→ **TO DO**
In two sentences, summarize the article on Ethiopia's bamboo industry.

→ **EXCERPT TO READ**
Special thanks to guest author Lobna Harboub, expert and specialist in the bamboo supply chain issues of Ethiopia, who contributed this article on the bamboo industry in Ethiopia.
Aside from being the top honey and coffee producer in Africa and having the largest livestock population on the continent, Ethiopia is known for having the largest area of bamboo cover of any country in Africa with around 1.47 million hectares.
Bamboo farming and frustration in Ethiopia
Unfortunately, considering the large bamboo resource base available, Ethiopia has not been able to capitalize on this and the bamboo industry remains underdeveloped. For instance, despite having about 7% of the world total bamboo resources, average exports of bamboo products from Ethiopia for the years 2014, 2015 and 2016 accounted for only about 0.02 percent of global exports with the most commonly exported bamboo commodity being bamboo culms. This proves that compared to the share of other bamboo exporting nations and the role played by bamboo in the global economy, the country has not used it even to its minimal potential.

→ **ENTRIES SUPPLIED**
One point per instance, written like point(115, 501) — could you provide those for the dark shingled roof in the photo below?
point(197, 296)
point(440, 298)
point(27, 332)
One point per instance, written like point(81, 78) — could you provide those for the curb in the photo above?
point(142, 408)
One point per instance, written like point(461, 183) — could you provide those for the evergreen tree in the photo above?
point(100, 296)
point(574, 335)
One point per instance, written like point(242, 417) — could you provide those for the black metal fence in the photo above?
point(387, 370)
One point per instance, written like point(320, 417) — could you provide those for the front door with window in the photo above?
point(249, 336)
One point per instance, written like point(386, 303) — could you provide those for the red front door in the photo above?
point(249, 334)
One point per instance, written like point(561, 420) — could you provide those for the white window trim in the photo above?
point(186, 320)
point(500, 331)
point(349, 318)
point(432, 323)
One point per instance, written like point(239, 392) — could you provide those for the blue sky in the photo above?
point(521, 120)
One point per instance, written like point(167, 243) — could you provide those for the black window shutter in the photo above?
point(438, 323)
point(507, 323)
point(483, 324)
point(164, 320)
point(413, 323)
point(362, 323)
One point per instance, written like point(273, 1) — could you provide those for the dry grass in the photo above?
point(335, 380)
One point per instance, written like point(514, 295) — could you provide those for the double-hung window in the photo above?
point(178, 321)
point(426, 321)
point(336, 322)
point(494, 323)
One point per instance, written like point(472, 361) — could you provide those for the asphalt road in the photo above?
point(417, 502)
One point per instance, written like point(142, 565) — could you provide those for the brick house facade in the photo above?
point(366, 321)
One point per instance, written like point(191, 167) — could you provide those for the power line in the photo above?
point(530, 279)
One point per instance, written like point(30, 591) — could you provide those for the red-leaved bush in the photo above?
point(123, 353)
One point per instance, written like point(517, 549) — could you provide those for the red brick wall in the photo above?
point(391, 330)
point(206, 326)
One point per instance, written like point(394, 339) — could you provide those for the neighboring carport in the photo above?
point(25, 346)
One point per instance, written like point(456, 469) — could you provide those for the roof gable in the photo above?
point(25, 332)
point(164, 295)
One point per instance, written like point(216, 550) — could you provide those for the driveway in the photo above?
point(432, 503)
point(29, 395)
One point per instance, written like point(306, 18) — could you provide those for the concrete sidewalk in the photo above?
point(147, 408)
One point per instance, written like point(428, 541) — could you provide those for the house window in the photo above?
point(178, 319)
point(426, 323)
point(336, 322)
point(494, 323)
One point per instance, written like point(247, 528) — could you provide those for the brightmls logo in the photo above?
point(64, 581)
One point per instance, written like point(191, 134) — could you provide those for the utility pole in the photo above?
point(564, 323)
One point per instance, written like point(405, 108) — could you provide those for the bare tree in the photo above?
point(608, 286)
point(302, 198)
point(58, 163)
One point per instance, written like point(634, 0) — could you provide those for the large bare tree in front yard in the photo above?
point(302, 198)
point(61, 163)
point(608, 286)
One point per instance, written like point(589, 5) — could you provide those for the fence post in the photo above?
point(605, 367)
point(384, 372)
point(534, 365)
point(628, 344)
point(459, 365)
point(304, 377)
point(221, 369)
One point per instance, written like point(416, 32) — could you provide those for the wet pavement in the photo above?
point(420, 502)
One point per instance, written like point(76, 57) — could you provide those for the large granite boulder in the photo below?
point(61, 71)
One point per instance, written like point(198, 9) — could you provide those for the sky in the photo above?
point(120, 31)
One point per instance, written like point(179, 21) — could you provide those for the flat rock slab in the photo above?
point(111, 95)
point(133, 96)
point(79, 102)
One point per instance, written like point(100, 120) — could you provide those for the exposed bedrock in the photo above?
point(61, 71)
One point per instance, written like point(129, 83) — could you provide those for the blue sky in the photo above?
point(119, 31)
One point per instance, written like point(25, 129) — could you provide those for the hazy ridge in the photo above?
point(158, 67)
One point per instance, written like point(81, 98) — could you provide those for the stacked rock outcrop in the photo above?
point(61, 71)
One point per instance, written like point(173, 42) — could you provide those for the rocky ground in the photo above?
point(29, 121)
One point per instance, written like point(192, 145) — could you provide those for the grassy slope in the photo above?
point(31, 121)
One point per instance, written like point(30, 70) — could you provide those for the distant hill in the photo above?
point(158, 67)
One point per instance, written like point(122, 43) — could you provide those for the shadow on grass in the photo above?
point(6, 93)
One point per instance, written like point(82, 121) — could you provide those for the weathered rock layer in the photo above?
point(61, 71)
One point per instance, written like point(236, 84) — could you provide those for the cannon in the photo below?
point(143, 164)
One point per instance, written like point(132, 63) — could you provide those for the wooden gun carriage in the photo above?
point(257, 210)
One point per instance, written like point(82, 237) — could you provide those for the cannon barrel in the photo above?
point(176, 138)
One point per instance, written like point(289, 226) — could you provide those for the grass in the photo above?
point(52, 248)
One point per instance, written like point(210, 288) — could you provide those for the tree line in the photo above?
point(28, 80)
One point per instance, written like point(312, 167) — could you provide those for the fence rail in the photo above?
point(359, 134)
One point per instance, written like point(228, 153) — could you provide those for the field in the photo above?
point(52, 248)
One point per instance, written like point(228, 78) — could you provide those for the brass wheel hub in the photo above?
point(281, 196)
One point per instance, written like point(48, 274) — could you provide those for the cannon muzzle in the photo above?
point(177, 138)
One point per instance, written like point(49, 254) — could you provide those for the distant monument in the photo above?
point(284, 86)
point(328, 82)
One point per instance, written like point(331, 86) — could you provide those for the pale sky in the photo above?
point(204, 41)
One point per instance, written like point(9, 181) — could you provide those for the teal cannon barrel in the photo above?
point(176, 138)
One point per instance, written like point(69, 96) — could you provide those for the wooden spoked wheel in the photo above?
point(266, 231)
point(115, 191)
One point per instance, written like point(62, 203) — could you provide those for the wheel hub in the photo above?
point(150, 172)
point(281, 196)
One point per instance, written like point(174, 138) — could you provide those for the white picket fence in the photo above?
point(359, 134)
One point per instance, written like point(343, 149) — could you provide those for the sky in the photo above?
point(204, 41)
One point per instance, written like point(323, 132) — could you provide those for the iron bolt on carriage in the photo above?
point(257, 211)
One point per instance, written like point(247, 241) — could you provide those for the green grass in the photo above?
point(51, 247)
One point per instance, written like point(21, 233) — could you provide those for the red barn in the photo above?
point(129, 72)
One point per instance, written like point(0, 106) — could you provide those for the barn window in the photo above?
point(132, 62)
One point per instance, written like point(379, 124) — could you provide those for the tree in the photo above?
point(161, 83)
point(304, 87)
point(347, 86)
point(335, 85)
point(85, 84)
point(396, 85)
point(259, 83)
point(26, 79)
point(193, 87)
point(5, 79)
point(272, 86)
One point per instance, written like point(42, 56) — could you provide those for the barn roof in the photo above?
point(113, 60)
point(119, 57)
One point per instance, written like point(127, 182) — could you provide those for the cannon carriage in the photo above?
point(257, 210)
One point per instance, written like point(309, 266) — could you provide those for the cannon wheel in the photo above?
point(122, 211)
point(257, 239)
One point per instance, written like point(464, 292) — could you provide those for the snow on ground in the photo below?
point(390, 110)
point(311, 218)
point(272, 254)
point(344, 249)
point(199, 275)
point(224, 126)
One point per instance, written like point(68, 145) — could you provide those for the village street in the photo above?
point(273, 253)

→ **SOLVED EXERCISE**
Ethiopia has the largest area of bamboo cover of any country in Africa, around 1.47 million hectares and about 7% of the world's bamboo resources. Its bamboo industry nonetheless remains underdeveloped: from 2014 to 2016 its bamboo exports averaged only about 0.02 percent of global exports, and the most commonly exported commodity was bamboo culms.